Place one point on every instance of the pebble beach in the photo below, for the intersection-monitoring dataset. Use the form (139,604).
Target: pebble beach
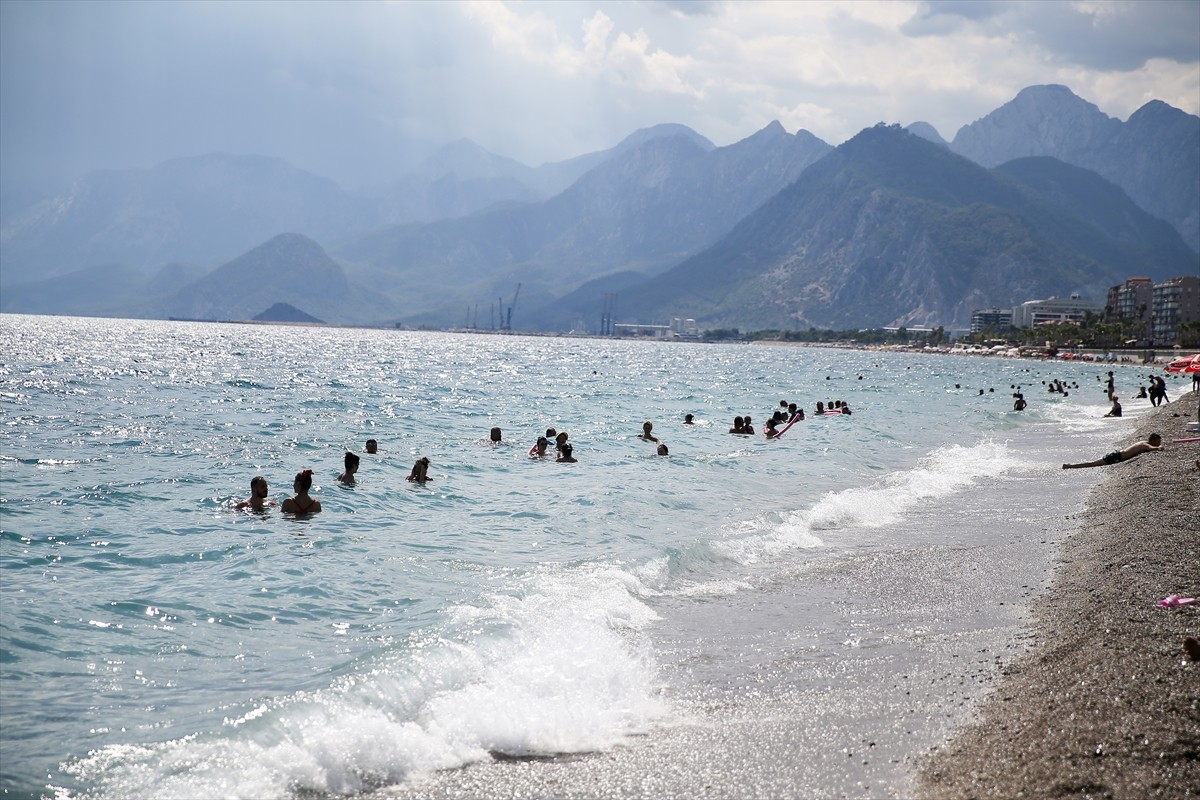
(1107,703)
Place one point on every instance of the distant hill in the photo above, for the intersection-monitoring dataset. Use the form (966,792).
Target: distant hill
(642,210)
(886,229)
(288,269)
(894,229)
(282,312)
(1155,156)
(462,179)
(196,210)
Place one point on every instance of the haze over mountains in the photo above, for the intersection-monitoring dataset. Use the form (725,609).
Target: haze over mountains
(1044,196)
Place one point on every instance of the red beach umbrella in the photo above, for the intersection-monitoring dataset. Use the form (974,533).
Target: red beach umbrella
(1185,366)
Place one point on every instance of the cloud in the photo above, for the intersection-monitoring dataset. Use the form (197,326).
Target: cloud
(360,90)
(627,59)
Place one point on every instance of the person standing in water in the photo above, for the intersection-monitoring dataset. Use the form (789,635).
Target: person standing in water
(257,499)
(301,504)
(420,473)
(352,467)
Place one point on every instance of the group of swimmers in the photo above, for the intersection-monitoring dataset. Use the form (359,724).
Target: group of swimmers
(300,503)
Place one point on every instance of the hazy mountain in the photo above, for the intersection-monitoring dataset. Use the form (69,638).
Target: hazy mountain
(282,312)
(462,179)
(1155,156)
(927,131)
(103,290)
(645,209)
(891,228)
(288,269)
(189,209)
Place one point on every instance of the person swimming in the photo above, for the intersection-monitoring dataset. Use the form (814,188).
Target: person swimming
(420,473)
(257,499)
(352,467)
(301,504)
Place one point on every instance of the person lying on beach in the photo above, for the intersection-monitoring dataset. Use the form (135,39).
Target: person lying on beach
(257,499)
(1151,444)
(420,473)
(352,465)
(301,503)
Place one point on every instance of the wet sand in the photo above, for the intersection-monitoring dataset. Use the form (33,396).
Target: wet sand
(1060,679)
(1108,703)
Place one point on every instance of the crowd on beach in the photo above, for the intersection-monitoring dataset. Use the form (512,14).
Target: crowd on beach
(303,504)
(780,420)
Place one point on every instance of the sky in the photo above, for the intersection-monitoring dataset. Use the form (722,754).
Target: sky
(359,91)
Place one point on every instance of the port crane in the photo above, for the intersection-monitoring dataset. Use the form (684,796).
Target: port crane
(507,319)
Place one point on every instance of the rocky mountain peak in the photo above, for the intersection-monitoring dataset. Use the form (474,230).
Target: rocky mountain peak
(1048,120)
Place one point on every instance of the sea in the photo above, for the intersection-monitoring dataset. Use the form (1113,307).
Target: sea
(155,641)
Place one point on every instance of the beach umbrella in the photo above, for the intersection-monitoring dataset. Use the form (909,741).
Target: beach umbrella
(1186,366)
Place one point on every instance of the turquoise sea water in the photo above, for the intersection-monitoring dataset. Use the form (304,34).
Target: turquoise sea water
(156,642)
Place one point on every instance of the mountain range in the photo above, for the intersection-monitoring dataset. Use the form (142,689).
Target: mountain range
(1045,196)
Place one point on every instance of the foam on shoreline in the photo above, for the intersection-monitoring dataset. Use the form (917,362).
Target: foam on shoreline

#####

Directions » Each record should be quoted exactly, with the images omitted.

Correct answer »
Place one point on every instance of the pebble beach in the photo below, for the intersection-monitoring dataset. Use the form (139,604).
Target: pebble beach
(1107,703)
Place one point on every instance of the distant hill in the photo above, for the intersection-monitoring dataset. Use the form (966,792).
Target: distant hill
(642,210)
(886,229)
(288,269)
(894,229)
(282,312)
(1155,156)
(462,179)
(196,210)
Place one point on every instance of the haze over mountains in the photo above, for the intersection-monitoring dataset. Use the form (725,609).
Target: haze over mountains
(1044,196)
Place one point on every instance of the red beach umbrella in the photo above, for the intersection-monitoring dataset. Use the form (974,533).
Target: red beach umbrella
(1185,366)
Place one point on every instance of the cloud in the photo above, for the intersection-monitoring dataset. Use the form (197,326).
Target: cloud
(360,90)
(627,59)
Place one point on every instance of the person standing in water in the photo above, for the intersection-monitoring dataset. Use the form (789,635).
Target: person standing in water
(257,499)
(301,504)
(420,473)
(352,467)
Place one point on every instance of the group of swimmers in the photo above, for the intersection-monitoring dataset. Use the form (359,724).
Target: group of swimmers
(300,503)
Place one point on every instance of the hazy mountain in the photo above, for the intersection-monitoring dataset. Use the form (69,638).
Target: hazy mountain
(282,312)
(462,179)
(1155,156)
(927,131)
(103,290)
(645,209)
(891,228)
(288,269)
(189,209)
Place one point on every instance of the person swimming in the photo above, for the intersection-monitoring dataset. Use the form (814,188).
Target: person swimming
(420,473)
(257,499)
(352,467)
(301,504)
Place one point on every instance of the person lying on beach in the photo above, for the intersection-monitoring dataset. Use the form (135,39).
Target: person lying on beach
(257,499)
(1151,444)
(420,473)
(352,465)
(301,503)
Place one point on every instance of the wet sand in the photo above, for the intersection-monitoring dataset. Use the form (33,396).
Target: wet sand
(1060,679)
(1108,703)
Place one point on every instance of the crowd on beach in the photo above, for the intersection-monitoring dataset. Use the form (512,14).
Target: crowd on beach
(303,504)
(780,420)
Place one point on every instance of the sky in the photo above, for the intersection-monitoring dataset. Use the form (722,754).
Target: sky
(359,91)
Place one point on every instance of the port crane in the photo above, for the intersection-monitoring dataset. Use the form (684,796).
Target: port crane
(507,319)
Place one point on every instance of the rocky mountain peak in the photo above, for the intersection-monitoring dataset. Use the form (474,230).
Target: rocky mountain peak
(1048,120)
Place one point on every instance of the sea in the photo above, for the intersection-monitoring dataset. Use the form (1113,307).
Target: sea
(155,641)
Place one point on every instance of the beach umbrella in the photo above, for the intersection-monitoring dataset. Use the form (909,741).
Target: beach umbrella
(1186,366)
Place one point on every instance of the turquoise sea water in the photo above, for the intersection-monitoring dataset. Use the form (304,34).
Target: turquoise sea water
(156,642)
Place one point on every instance of the mountain range in the photo above, for the intersection-monitoring dataset. Use the form (142,689).
Target: mountain range
(1045,196)
Place one point on every instance of the foam on shoreline in the photo above, for the intersection-monitoring dataset. Use the form (917,362).
Target: foam on shoreline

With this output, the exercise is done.